Input data ->
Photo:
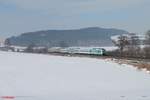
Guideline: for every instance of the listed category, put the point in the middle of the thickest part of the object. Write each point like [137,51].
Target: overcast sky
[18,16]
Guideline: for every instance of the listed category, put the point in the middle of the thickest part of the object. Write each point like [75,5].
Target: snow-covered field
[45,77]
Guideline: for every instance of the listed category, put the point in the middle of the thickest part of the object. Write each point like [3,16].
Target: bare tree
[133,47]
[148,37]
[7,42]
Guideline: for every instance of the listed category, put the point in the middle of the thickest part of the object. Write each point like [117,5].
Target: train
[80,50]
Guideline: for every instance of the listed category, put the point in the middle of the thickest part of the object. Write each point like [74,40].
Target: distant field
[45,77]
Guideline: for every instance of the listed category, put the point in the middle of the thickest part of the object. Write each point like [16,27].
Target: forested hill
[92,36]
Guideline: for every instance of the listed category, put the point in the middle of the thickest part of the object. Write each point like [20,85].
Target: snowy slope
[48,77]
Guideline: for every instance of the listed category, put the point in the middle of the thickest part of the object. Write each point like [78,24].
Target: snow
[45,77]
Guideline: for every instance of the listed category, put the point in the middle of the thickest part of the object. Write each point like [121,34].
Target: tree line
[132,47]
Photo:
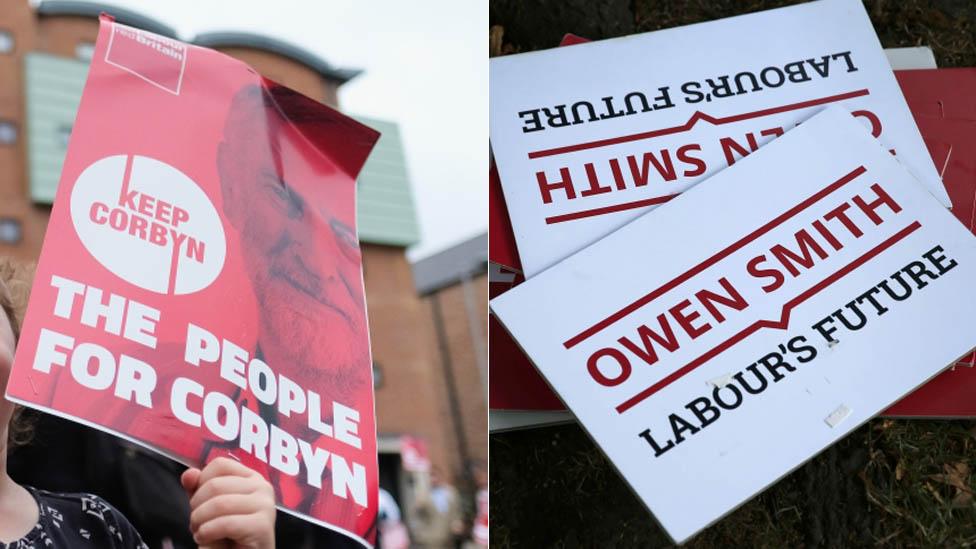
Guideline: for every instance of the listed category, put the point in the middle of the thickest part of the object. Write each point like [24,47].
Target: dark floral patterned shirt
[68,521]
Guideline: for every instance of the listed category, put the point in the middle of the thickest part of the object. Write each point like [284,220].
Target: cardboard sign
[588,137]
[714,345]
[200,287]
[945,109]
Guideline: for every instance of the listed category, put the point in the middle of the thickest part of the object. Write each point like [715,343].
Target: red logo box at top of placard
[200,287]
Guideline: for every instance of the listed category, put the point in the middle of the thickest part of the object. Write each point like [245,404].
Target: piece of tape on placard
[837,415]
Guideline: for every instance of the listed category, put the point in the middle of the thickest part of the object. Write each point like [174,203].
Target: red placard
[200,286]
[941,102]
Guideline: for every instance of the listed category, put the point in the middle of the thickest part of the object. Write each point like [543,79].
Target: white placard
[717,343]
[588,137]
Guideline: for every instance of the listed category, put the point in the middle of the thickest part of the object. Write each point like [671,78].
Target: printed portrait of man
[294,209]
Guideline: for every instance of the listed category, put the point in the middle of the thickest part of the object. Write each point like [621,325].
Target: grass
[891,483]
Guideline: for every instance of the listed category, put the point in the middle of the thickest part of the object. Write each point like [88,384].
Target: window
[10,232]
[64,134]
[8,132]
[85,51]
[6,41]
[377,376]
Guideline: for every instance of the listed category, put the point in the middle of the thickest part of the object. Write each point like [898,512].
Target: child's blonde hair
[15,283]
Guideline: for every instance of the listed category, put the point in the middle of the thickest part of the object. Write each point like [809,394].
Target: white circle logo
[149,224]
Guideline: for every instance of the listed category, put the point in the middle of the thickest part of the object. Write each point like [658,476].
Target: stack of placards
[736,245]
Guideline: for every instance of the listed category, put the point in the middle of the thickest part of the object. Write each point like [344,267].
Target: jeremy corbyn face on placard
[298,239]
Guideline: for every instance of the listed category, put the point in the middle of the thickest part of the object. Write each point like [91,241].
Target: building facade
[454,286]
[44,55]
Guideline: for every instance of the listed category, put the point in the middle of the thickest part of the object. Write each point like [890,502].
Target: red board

--

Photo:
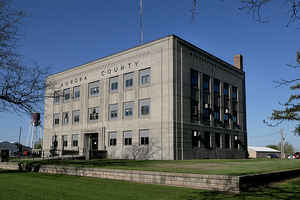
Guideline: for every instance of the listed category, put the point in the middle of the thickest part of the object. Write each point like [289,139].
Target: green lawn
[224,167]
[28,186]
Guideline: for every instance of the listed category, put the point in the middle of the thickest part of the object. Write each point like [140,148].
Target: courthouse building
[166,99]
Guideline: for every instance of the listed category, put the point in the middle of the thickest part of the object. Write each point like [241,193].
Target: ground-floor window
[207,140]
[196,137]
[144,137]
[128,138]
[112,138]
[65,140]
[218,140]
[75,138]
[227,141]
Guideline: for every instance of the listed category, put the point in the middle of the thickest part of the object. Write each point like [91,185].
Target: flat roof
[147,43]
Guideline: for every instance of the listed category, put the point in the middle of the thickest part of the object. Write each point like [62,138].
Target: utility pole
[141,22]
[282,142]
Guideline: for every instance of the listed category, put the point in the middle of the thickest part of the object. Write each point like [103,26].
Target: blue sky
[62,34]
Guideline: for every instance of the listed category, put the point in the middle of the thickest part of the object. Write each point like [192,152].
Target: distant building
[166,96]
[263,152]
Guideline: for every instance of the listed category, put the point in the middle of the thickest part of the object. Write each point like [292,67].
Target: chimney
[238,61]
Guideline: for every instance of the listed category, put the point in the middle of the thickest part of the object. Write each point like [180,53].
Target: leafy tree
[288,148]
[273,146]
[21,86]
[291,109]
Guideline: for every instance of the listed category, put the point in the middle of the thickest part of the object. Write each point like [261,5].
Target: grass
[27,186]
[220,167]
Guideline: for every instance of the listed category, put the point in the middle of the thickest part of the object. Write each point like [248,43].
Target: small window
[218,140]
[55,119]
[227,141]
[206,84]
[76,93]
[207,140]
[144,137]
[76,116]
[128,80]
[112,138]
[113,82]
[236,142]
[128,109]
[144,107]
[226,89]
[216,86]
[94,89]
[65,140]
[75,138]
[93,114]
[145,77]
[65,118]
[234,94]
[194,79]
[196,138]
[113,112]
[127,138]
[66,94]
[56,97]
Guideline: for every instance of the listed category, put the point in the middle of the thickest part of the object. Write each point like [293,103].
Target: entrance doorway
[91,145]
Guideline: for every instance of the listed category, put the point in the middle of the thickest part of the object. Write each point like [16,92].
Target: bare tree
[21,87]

==

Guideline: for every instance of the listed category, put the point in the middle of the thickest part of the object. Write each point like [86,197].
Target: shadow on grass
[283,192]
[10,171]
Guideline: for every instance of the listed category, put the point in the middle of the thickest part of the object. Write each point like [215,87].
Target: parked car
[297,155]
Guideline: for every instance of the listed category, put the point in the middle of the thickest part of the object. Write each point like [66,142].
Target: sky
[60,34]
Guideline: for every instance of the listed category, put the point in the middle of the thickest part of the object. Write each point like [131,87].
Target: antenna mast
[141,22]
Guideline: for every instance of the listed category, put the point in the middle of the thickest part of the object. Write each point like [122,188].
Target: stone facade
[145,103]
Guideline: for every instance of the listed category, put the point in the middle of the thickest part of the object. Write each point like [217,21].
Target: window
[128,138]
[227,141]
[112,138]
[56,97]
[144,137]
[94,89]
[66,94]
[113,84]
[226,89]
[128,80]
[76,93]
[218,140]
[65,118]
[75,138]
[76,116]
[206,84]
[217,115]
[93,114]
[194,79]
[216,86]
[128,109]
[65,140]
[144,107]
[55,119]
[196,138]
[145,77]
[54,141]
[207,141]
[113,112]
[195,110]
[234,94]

About this exercise -> Look through the entries above and quote exactly the lines from the line with "point like [140,148]." to the line with "point like [241,193].", counting both of those lines.

Solution ->
Guideline: for every instance of the listed category, put the point in the middle of the thickest part of the object. Write each point like [140,148].
Target: courthouse building
[166,99]
Guideline: for every instance of the listed category, put the point in the middle of the thickest part of the object. Write each point like [241,193].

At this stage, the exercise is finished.